TASK DESCRIPTION
Each entry below should be retyped exactly, with nothing omitted.

++++ SUPPLIED RECORDS ++++

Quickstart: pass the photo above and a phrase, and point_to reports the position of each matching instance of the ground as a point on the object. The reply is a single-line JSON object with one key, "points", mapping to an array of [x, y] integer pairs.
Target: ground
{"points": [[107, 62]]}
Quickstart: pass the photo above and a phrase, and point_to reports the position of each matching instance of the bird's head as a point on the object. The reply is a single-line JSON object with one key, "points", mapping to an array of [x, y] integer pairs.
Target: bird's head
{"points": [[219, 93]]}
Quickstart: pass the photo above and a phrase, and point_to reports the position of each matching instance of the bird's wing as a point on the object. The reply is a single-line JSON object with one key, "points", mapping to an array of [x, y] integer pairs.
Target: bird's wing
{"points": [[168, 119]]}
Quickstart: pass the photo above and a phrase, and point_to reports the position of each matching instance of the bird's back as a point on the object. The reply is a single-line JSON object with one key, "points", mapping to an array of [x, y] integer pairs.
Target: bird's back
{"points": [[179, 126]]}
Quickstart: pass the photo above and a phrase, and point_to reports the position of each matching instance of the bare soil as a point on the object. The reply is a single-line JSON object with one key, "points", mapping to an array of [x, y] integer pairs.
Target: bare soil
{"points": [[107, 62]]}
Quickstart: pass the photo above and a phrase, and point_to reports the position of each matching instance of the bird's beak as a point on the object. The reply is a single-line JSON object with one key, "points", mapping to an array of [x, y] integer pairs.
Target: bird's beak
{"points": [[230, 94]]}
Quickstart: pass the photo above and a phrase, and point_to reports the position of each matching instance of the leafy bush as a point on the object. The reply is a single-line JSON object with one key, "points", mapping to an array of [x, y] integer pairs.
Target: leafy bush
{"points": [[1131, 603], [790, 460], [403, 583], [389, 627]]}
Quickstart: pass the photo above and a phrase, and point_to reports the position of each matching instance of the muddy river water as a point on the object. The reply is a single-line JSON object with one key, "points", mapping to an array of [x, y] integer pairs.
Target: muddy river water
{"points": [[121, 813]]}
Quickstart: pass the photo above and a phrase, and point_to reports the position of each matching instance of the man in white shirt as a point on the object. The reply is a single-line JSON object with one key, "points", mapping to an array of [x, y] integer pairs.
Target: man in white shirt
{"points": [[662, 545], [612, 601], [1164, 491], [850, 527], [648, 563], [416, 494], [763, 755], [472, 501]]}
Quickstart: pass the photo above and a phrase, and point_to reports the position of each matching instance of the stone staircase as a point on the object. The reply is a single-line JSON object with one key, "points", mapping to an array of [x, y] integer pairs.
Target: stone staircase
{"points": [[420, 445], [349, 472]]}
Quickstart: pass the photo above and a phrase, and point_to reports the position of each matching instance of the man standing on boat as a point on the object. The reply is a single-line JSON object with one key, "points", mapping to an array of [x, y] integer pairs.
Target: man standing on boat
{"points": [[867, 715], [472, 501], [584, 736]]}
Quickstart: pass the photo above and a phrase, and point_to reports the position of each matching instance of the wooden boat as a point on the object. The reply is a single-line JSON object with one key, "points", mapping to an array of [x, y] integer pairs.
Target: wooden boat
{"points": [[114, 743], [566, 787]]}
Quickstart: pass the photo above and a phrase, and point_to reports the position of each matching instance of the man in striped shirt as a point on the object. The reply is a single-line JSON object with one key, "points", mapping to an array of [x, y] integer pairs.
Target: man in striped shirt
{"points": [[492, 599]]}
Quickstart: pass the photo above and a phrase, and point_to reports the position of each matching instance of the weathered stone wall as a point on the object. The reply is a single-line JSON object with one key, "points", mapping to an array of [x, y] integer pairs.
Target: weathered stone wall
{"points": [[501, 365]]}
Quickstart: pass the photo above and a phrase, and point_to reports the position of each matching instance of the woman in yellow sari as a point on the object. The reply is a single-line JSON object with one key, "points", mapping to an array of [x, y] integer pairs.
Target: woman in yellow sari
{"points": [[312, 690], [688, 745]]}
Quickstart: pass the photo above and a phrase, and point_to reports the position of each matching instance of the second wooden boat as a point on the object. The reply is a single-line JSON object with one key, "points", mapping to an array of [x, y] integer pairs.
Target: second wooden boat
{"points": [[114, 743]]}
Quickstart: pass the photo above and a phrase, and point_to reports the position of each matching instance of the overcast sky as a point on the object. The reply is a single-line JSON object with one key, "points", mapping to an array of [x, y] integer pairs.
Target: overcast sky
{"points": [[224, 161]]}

++++

TASK ANSWER
Quickstart: pass the photo above and a phrase, and point_to reports the position of each matching instance of the ground as a point on the object. The reply is a single-line JSON object with one key, "points", mapping to an array of [x, y] integer pairs.
Target: ground
{"points": [[107, 62]]}
Quickstart: pass the photo above and a phrase, and point_to reports the position of each matching instance of the bird's head as a point on the object. The reply is a single-line JSON object with one key, "points", mapping to an array of [x, y] integer pairs.
Target: bird's head
{"points": [[219, 93]]}
Quickstart: pass the photo above and a phrase, and point_to reports the position of each matching instance of the bird's wing as a point on the object. The reply is a single-line JSON object with one key, "points", mapping to an array of [x, y] integer pairs.
Target: bird's wing
{"points": [[168, 119]]}
Quickstart: pass the photo above and a phrase, and point_to reports the position of each matching instance of the bird's back as a point on the object. The reply is a single-line JSON object with one key, "points", mapping to an array of [x, y] integer pairs.
Target: bird's back
{"points": [[179, 126]]}
Quickstart: pass the photo above and a phrase, and point_to reports the position of each matching instance of the bare soil as a point on the object. The reply is a single-line JSON object with one key, "points", mapping to an array of [x, y] integer pairs.
Target: bare soil
{"points": [[107, 62]]}
Quickstart: pass the photo above and a phrase, and point_to reports the position of each matching instance of the bird's beak as a point on the object. The reply is a single-line JSON object with one key, "points", mapping to an array of [x, y] integer pairs.
Target: bird's beak
{"points": [[230, 94]]}
Quickstart: pass the photo above and a phrase, and point_to reports the position of each matching instance of the leafy bush as a point on the object. The reply is a single-line JSON object with one key, "points", mapping to an array of [x, y] integer pairs.
Target: leafy bush
{"points": [[1131, 603], [790, 460], [403, 583], [389, 627]]}
Quickstart: pass the photo above and a phrase, and point_to reports the position of each matching instance of the muddy river water as a point on the object. The reply is a single-line JSON object with one key, "points", mapping to an array of [x, y] integer pairs.
Target: muddy river water
{"points": [[121, 813]]}
Quickstart: pass the photo above and a phrase, and point_to reports the position of each matching instance of the man in white shirt as a point on the object. The reply is a single-line JSON object with one key, "points", mapping to an array of [x, y] integer pairs.
Target: man in white shirt
{"points": [[662, 545], [612, 601], [1164, 491], [850, 527], [648, 563], [416, 494], [763, 755], [472, 501]]}
Quickstart: pass the photo above and a phrase, and point_to reports the position of each matching instance of the stone staircase as a point on the object. The reply is a single-line JSON object with one key, "points", mapping to an array of [x, y] integer pairs.
Target: stone staircase
{"points": [[420, 445], [349, 472]]}
Quickstart: pass the photo above and a phrase, and point_to reports the position of each matching instance of the man standing on boat as a point on the object. The reply is a single-line JSON object with one key, "points", mapping to an array of [x, y] integer pairs.
Target: man standing on boat
{"points": [[867, 715], [472, 501], [584, 736]]}
Quickstart: pass the photo above and a phrase, and point_to reports the position of each matching instance of the wooden boat as a point on the object. The reply is a single-line JSON object with one key, "points", mapping to an array of [x, y] integer pairs.
Target: wooden boat
{"points": [[114, 743], [566, 787]]}
Quickstart: pass the photo above and a phrase, and point_to reports the position of each matching instance of the man in striped shirt as a point on the object. The reply is a single-line JSON object with one key, "points", mapping to an array of [x, y] integer pairs.
Target: man in striped shirt
{"points": [[492, 599]]}
Quickstart: pass the photo above and a phrase, and point_to reports the position of each matching instance of the weathered stone wall as a point on the object. The reply is a single-line JSON object with one key, "points", mapping to an array of [x, y] integer pairs.
Target: weathered stone wall
{"points": [[501, 365]]}
Quickstart: pass the photo above and a phrase, and point_to reports the position of each matching instance of the woman in yellow sari as a point on the object. The reply is a single-line JSON object with one key, "points", mapping to an array of [x, y] integer pairs.
Target: woman in yellow sari
{"points": [[312, 690], [688, 745]]}
Quickstart: pass the photo above and a phrase, and point_to reports the position of each matching instance of the second wooden boat as a point on the object. The reply is a single-line JSON object with one key, "points", mapping to an array of [x, y] integer pairs.
Target: second wooden boat
{"points": [[114, 743]]}
Quickstart: pass the photo above and a phrase, and point_to reports the position of each matching instance of the overcast sky as a point on the object. The reply is a single-line JSON object with one key, "points", mapping to an array of [x, y] integer pairs.
Target: overcast sky
{"points": [[224, 161]]}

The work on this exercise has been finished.